▶ Exercise brief:
Could you retype the entries below, starting with the line that contains "Note to the class: indicate the young" and going on through the final line, copying each line exactly?
* BEGIN *
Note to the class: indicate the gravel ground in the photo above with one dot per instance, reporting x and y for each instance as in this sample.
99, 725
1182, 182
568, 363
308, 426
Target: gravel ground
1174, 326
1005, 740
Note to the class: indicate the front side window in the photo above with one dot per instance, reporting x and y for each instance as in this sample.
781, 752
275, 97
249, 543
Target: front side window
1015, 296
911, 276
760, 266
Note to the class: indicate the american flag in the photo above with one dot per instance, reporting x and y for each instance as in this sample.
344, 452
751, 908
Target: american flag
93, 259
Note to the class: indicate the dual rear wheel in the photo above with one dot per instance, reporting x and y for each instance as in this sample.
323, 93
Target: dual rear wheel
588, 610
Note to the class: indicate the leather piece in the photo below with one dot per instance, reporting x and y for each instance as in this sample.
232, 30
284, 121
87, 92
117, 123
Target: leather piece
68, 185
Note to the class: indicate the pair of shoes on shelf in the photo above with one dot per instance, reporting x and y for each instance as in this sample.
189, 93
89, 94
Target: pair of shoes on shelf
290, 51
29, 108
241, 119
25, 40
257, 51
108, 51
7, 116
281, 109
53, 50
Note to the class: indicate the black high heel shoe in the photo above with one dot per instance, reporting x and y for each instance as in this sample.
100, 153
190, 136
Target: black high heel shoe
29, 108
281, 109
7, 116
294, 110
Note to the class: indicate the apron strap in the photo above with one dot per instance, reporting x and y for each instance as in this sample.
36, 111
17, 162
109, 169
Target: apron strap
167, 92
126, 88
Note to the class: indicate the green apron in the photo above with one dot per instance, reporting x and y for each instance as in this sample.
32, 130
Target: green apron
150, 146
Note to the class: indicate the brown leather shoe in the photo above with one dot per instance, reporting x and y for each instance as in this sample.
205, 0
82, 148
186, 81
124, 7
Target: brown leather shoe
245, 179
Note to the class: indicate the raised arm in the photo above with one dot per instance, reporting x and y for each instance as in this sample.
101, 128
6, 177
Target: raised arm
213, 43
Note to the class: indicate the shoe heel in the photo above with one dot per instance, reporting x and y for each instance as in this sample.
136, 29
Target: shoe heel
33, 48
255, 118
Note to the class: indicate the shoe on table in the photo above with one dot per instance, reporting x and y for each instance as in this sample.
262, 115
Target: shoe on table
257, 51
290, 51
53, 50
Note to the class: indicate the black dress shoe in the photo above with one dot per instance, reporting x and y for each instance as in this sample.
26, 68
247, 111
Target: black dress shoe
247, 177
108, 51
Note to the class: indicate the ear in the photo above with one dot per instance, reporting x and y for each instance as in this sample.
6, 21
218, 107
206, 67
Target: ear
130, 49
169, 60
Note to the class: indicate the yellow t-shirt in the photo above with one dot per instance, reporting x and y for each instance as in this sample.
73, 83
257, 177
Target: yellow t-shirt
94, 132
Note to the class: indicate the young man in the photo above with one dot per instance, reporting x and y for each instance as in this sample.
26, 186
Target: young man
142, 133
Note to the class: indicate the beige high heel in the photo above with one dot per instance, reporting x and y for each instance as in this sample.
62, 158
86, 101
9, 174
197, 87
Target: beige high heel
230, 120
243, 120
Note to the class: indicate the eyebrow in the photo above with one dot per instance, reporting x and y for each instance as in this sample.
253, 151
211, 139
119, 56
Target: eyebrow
* END *
▶ Solution to this problem:
Note to the class: indicate the young man in the photo above with one dot per instance, reporting x and y for each instance as in this sample.
26, 186
Target: young man
142, 133
Note to the class: indicate the beige high heel in the photo above with one dot per instance, reporting x and y for each instance as in this sample.
62, 158
86, 101
9, 174
197, 87
Target: beige high heel
230, 120
243, 120
Note to the class: indicate the eyebrow in the photo above with one dot per instance, reporting x and y for each instance as in this sample.
253, 151
211, 139
119, 56
Target: eyebrow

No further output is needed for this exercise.